[Saved data entries]

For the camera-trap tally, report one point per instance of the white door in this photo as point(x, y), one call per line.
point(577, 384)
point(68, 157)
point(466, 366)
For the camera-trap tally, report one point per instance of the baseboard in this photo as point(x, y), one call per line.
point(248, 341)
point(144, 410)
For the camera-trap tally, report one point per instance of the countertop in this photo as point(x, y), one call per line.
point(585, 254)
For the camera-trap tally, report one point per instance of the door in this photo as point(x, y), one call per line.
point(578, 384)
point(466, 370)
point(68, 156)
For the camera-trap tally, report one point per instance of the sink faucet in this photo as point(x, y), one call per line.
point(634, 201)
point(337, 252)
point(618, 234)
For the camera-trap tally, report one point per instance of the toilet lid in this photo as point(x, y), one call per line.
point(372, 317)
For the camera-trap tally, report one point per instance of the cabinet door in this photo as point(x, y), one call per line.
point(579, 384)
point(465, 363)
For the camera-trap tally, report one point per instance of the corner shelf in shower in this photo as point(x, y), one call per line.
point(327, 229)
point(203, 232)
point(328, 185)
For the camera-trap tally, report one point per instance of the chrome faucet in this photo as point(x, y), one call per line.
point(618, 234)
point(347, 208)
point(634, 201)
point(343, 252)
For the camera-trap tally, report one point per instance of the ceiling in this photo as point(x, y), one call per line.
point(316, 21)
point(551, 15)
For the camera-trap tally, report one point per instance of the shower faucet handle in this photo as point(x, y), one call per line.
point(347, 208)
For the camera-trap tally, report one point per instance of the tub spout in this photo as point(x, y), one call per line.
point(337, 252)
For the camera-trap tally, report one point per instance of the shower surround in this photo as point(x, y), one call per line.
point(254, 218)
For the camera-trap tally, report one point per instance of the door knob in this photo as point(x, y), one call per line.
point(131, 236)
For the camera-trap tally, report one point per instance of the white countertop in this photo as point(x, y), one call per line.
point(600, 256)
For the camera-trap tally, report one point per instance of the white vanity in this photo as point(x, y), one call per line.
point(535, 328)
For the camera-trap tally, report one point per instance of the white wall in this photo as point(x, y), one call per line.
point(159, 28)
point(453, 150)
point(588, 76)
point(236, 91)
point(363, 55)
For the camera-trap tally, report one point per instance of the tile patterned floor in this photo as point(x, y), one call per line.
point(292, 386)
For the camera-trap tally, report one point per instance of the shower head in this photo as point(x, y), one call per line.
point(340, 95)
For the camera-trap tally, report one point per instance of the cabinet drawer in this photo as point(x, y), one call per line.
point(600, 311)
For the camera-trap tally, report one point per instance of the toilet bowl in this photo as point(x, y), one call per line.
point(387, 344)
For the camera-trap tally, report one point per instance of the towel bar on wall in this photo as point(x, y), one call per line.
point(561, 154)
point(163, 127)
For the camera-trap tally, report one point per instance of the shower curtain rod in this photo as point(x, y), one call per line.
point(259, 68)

### WHAT YOU ARE ASKED TO DO
Can you convert these records into a numbered list, leaving out any blank lines?

### RESPONSE FOR THIS EXERCISE
1. For the camera-trap tally, report one point per instance of the white door in this photo as point(x, y), one call per line.
2. point(577, 384)
3. point(68, 157)
4. point(466, 366)
5. For the camera-trap tally, report one point per instance of the baseboard in this photo as point(x, y), one call per line.
6. point(248, 341)
7. point(144, 410)
8. For the camera-trap tally, report one point per instance of the countertop in this photo as point(x, y), one call per line.
9. point(585, 254)
10. For the camera-trap tally, report one point per instance of the door in this photo as point(x, y), one call per line.
11. point(578, 384)
12. point(466, 370)
13. point(68, 156)
14. For the camera-trap tally, report one point per instance of the sink faucet in this photo as point(x, y), one call per line.
15. point(634, 201)
16. point(337, 252)
17. point(618, 234)
18. For the camera-trap tally, report one point per instance of the toilet lid in this photo as point(x, y), one call per line.
19. point(372, 317)
20. For the camera-trap tally, report one point per instance of the cabinet door in this photo as point(x, y), one call per line.
21. point(579, 384)
22. point(465, 363)
23. For the camera-trap tally, report one point per instance of the corner shelf in shower in this photo as point(x, y), one call per line.
24. point(327, 229)
25. point(203, 232)
26. point(328, 185)
27. For the camera-trap tally, report one point per instance of the chrome faucet in this photo as point(x, y), one call per line.
28. point(618, 234)
29. point(347, 208)
30. point(634, 201)
31. point(343, 252)
32. For the camera-trap tally, report one point per instance of the ceiling in this photo as point(x, y), one call per line.
33. point(316, 21)
34. point(551, 15)
35. For the camera-trap tally, report one point per instance of the shower faucet handle in this photo as point(x, y), one call per line.
36. point(347, 208)
37. For the camera-trap tally, report one point per instance of the tub spout in this photo as point(x, y), one call per line.
38. point(337, 252)
39. For the camera-trap tally, report one point per instance of the shower surround in this photo as point(x, y), one call per line.
40. point(254, 218)
41. For the camera-trap tally, report one point per instance of the door knob in this photo as point(x, y), one call per line.
42. point(131, 236)
43. For the camera-trap tally, report one point per instance of the white countertop in this photo as point(x, y), one call per line.
44. point(600, 256)
45. For the camera-trap tally, report one point per instance of the white vanity in this photo as point(x, y), one call per line.
46. point(535, 328)
47. For the camera-trap tally, report one point per instance of the white wall in this photo as point(x, y), one call per line.
48. point(159, 28)
49. point(453, 150)
50. point(588, 76)
51. point(236, 91)
52. point(363, 55)
53. For the camera-trap tally, report one point per instance of the tile patterned floor in this photo as point(x, y), one call per line.
54. point(292, 386)
55. For the camera-trap tally, report one point per instance of the shower head in this photo as point(x, y), one call per line.
56. point(340, 95)
57. For the camera-trap tally, report one point per instance of the cabinet drawer in this photo as point(x, y), one call per line.
58. point(600, 311)
59. For the camera-trap tally, report one point per instance of the toilet bowl in this photo as point(x, y), one call per line.
60. point(387, 344)
61. For the camera-trap tally, report one point per instance of the towel bar on wall in this photo as point(x, y), one call per line.
62. point(561, 154)
63. point(163, 127)
64. For the camera-trap tally, report one point per instance of the shower curtain rod in this photo as point(x, y), one call per line.
65. point(259, 68)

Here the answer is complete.